The first major winter storm of the season blew through the area over the past week, bringing high winds and steady rain. There were record winds that caused havoc throughout Riverbank and the surrounding areas. The City of Riverbank’s Public Works Superintendent Michael Riddell and his team had some long days during the storm but managed to keep up.
The blustery winter storm hit the area last week with wind gusts around 40 to 50 mph throughout the city. The high winds set the tone for the steady rain that would follow. Some of the damage included fences knocked down, downed trees, damaged power lines, debris and trash moved around and with the steady rain, there was flooding in some areas.
“We were fortunate enough that the wind started before the rain, typically if you go the other way around where it rains enough to get the ground saturated then the winds pick up, that is when you have a lot of trees coming down,” stated Riddell. “We were a little bit fortunate in that aspect; not that we didn’t have trees coming down because we did.”
Riddell explained that the City of Riverbank does not have ownership of the trees. The residents are responsible for the trees that are placed throughout neighborhoods and even some in areas like Crossroads that are in the landscape and lighting district. The Public Works department assists with removing debris including trees if they are obstructing the roadway. They have pump stations throughout town that they have to monitor as well.
There was close to four inches of rain over the two-and-a-half days of the storm. This caused flooding in some neighborhoods and other areas in Riverbank.
“On the second night we got right to the brink where we had everything, all of our storage ponds were full,” said Riddell. “We were pumping just as hard as we could go. We caught a break when it quit raining. We got right to the edge on that one. We were able to recover.”

DATA EXCERPTS
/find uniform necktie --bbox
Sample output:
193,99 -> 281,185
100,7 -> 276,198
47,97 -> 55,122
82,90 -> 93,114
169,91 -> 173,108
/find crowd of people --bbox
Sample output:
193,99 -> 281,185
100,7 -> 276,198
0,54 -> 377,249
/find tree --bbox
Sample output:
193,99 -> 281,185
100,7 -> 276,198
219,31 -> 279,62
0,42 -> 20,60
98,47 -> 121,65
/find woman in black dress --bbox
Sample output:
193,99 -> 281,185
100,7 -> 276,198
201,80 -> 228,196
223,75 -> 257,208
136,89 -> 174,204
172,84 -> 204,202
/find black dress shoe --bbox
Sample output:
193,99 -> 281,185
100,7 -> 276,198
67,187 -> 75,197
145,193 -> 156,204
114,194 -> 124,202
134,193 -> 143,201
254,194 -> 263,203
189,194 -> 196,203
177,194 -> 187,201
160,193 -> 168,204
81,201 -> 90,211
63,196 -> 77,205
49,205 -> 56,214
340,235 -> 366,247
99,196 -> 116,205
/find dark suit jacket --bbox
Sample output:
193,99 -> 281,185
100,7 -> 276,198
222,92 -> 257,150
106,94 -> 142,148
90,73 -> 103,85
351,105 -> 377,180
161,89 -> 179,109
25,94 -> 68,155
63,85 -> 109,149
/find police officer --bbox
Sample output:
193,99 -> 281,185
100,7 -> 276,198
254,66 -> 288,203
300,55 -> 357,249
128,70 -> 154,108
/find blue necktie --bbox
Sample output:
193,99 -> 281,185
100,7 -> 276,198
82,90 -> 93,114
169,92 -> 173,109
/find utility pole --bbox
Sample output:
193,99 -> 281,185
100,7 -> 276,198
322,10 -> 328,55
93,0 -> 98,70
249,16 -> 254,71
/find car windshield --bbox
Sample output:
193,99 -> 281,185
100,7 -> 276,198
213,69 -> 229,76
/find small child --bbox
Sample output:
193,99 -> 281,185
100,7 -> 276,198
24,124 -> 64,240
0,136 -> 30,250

WORK INSTRUCTIONS
1. According to the article on the winter storm, how much rain fell during the storm?
2. In the article on the winter storm, rewrite the paragraph beginning "Riddell explained that the City of Riverbank does not have ownership" as a short bulleted list that keeps its main facts.

OUTPUTS BY TASK
1. Close to four inches of rain fell over the two-and-a-half days of the storm.

2.
- The City of Riverbank does not own the trees.
- Residents are responsible for trees in neighborhoods, including some in areas like Crossroads that are in the landscape and lighting district.
- Public Works helps remove debris, including trees, when it blocks the roadway.
- Public Works also monitors pump stations throughout town.